■ Task requirements
Count the lines in the entries below that contain the string "wall", and reply with that number alone.

■ Records to use
— START —

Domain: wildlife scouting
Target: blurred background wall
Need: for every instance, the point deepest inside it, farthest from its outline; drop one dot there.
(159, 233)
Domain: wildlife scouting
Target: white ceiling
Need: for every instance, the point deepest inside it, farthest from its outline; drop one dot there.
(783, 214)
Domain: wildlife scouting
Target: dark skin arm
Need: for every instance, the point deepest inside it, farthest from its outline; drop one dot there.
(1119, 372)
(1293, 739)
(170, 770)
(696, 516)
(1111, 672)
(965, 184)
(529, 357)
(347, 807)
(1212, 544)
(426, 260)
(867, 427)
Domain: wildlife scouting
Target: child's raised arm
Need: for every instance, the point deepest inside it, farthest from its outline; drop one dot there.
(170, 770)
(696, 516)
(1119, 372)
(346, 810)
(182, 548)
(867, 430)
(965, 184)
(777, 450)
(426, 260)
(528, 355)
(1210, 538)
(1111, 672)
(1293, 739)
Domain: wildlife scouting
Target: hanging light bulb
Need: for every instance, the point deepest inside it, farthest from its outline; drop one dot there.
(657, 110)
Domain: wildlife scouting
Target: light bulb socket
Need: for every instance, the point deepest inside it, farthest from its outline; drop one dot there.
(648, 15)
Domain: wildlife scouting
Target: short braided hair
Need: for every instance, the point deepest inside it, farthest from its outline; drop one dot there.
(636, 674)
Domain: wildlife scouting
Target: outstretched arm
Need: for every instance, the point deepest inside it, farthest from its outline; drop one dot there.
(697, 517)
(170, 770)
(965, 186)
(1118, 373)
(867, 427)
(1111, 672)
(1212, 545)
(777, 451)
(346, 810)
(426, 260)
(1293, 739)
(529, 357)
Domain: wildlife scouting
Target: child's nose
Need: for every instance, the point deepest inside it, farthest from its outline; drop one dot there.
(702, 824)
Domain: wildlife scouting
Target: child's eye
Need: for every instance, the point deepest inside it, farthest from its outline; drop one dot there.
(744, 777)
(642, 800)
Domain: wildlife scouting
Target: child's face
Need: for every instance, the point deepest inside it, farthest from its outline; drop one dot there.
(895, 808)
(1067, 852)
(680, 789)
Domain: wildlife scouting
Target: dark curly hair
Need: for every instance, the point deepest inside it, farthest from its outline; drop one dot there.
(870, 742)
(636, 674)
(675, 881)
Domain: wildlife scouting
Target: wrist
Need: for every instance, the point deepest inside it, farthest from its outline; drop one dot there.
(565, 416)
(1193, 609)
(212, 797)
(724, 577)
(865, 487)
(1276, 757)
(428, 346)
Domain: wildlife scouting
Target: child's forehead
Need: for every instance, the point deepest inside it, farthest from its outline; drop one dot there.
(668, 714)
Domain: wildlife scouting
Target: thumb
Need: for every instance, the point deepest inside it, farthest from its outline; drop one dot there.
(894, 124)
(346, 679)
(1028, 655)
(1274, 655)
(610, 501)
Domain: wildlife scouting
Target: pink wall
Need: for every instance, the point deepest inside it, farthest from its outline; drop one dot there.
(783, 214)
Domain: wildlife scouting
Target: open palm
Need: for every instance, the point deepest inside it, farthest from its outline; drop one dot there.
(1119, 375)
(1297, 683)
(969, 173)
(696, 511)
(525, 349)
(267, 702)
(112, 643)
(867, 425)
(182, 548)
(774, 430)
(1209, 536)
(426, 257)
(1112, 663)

— END —

■ Solution for this exercise
2